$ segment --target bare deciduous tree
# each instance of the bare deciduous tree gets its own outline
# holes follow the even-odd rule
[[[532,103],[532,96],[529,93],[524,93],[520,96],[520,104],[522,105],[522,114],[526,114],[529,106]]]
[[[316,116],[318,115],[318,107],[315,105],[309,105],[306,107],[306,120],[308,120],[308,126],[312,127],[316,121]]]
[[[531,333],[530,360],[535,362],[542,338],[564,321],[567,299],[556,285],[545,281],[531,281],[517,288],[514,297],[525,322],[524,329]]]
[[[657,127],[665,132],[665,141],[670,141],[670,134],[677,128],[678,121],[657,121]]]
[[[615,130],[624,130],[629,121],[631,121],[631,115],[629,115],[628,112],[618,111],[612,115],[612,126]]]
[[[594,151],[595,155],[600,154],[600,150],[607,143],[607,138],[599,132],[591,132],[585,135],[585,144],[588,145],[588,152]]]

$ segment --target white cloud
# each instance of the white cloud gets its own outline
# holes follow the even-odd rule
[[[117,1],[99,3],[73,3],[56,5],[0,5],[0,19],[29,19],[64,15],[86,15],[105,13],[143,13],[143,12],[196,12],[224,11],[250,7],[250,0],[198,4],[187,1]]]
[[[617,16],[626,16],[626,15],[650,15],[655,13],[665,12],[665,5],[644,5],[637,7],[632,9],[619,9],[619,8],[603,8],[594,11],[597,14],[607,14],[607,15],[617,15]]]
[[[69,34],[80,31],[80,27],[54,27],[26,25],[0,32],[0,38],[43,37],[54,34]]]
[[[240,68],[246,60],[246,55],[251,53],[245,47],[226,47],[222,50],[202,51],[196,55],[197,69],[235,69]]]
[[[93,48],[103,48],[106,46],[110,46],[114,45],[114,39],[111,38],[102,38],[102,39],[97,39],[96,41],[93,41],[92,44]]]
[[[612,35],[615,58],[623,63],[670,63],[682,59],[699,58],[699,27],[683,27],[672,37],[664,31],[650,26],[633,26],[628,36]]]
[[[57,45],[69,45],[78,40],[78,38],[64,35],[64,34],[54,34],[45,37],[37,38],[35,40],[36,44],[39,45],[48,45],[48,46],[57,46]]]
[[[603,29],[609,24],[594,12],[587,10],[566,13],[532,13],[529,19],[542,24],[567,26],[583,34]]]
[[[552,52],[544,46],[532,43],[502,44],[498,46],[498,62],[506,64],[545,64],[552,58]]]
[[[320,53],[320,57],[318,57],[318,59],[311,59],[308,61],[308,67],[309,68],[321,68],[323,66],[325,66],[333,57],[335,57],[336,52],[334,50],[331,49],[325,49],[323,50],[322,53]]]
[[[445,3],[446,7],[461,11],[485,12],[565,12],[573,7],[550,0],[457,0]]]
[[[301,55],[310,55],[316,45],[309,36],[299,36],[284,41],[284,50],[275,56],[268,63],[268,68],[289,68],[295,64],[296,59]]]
* * *
▶ Written instruction
Edit all the items above by replacing "bare deciduous tree" with "leafless tree" everywhere it appears. Keep every other line unchanged.

▶ Output for this task
$ segment --target leafless tree
# each instance of the leafless tree gets its own outline
# holes follow the even-odd rule
[[[532,103],[532,96],[529,93],[524,93],[520,96],[520,104],[522,105],[522,114],[526,114],[529,106]]]
[[[316,116],[318,115],[318,107],[315,105],[309,105],[306,107],[306,120],[308,120],[308,126],[312,127],[316,121]]]
[[[531,333],[530,360],[535,362],[542,338],[564,321],[567,299],[556,285],[545,281],[531,281],[517,288],[514,297],[525,322],[524,329]]]
[[[657,127],[665,132],[665,141],[670,141],[670,134],[677,128],[678,121],[657,121]]]
[[[615,130],[624,130],[629,121],[631,121],[631,115],[629,115],[628,112],[618,111],[612,115],[612,126]]]
[[[594,151],[595,155],[600,154],[600,150],[607,143],[607,138],[599,132],[591,132],[585,135],[585,144],[588,145],[588,152]]]

$ segment --target white cloud
# each instance of the white cloud gets its own outline
# holes follow the even-odd rule
[[[117,1],[99,3],[73,3],[56,5],[0,5],[0,19],[29,19],[64,15],[86,15],[105,13],[143,13],[143,12],[196,12],[224,11],[250,7],[250,0],[198,4],[187,1]]]
[[[617,16],[626,16],[626,15],[650,15],[655,13],[665,12],[665,5],[644,5],[637,7],[632,9],[619,9],[619,8],[603,8],[594,11],[597,14],[607,14],[607,15],[617,15]]]
[[[69,34],[80,31],[80,27],[54,27],[26,25],[0,32],[0,38],[43,37],[54,34]]]
[[[240,68],[246,60],[246,55],[251,53],[245,47],[226,47],[222,50],[202,51],[196,55],[197,69],[235,69]]]
[[[93,48],[103,48],[106,46],[110,46],[114,45],[114,39],[111,38],[102,38],[102,39],[97,39],[96,41],[93,41],[92,44]]]
[[[612,35],[615,58],[623,63],[670,63],[682,59],[699,58],[699,27],[683,27],[672,37],[664,31],[650,26],[633,26],[628,36]]]
[[[57,45],[69,45],[78,40],[78,38],[64,35],[64,34],[54,34],[45,37],[37,38],[35,40],[36,44],[39,45],[48,45],[48,46],[57,46]]]
[[[603,29],[609,24],[594,12],[587,10],[566,13],[532,13],[529,19],[542,24],[567,26],[583,34]]]
[[[552,52],[544,46],[532,43],[502,44],[498,46],[498,62],[506,64],[545,64],[552,58]]]
[[[320,53],[320,57],[318,57],[318,59],[311,59],[308,61],[308,67],[309,68],[321,68],[323,66],[325,66],[333,57],[335,57],[336,52],[334,50],[331,49],[325,49],[323,50],[322,53]]]
[[[445,3],[446,7],[461,11],[485,12],[565,12],[573,7],[550,0],[457,0]]]
[[[301,55],[310,55],[316,45],[309,36],[299,36],[284,41],[284,50],[275,56],[268,63],[268,68],[289,68],[295,64],[296,59]]]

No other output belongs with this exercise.